I used to be similar - caught up in 'the rules of being Christian'. Always at Church - twice on a Sunday. Always at Bible study, at youth group, at all the Christian gatherings. I used to listen to a majority of Christian music and hang out with mainly Christian people. I saw the world as black or white - if you're gay, you're wrong. If you're pregnant without being married, you're wrong. If you have an abortion, you're wrong. If you swear or laugh at rude jokes - you're wrong. If you follow a different religion or God forbid - are an athiest - then you're definitely wrong. There was so much that in my head was either "wrong" or "right" that I had no compassion for the many that live in the blurry in-betweens of life. For the girl that got raped and that's why she's pregnant and not married. For the man who knows he's attracted to young children (oh my word, it is so hard for me to write this) and he's angry with himself and hurting and doesn't know what else to do. These are the people we need to show love to. I believe this is what God truly wants. Not regular church attendance. Miss Church, but offer a meal to a homeless person. Skip Bible study, but spend the afternoon babysitting you friends' children so she can have a bath without being interupted. That's what I think being a true follower of Christ is.

Work instruction: In the passage above on Christian faith, how many times did the writer attend church on a Sunday?

Information provided:

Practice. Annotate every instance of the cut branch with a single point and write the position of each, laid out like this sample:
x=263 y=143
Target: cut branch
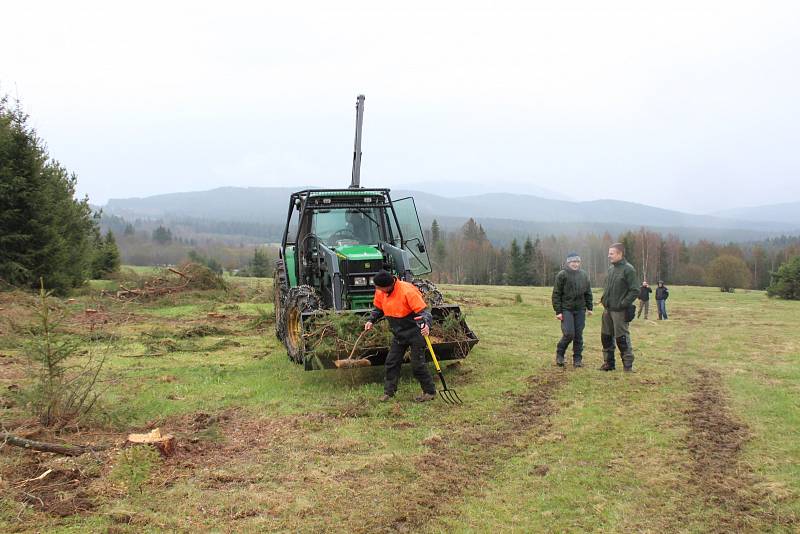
x=41 y=446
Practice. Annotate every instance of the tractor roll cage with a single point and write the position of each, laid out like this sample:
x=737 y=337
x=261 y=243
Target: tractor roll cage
x=304 y=196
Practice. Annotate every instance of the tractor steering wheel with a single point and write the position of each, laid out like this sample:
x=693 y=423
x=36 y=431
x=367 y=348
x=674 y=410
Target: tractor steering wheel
x=342 y=234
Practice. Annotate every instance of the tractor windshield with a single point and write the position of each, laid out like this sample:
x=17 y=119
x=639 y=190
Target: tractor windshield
x=347 y=226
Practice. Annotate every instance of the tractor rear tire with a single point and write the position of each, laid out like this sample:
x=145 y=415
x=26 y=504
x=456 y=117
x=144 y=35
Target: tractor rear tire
x=433 y=297
x=281 y=288
x=299 y=300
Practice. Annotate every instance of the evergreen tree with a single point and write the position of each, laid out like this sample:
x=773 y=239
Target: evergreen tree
x=162 y=235
x=628 y=240
x=436 y=233
x=786 y=282
x=44 y=231
x=106 y=256
x=529 y=262
x=516 y=272
x=259 y=266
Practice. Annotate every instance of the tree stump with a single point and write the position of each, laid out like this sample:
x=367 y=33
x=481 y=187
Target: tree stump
x=164 y=443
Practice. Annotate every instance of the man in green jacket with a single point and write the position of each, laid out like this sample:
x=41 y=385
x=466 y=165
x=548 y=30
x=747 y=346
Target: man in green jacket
x=619 y=294
x=572 y=298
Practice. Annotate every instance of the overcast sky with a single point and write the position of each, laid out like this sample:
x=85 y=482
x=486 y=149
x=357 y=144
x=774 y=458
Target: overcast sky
x=680 y=106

Task solution: Twice on a Sunday.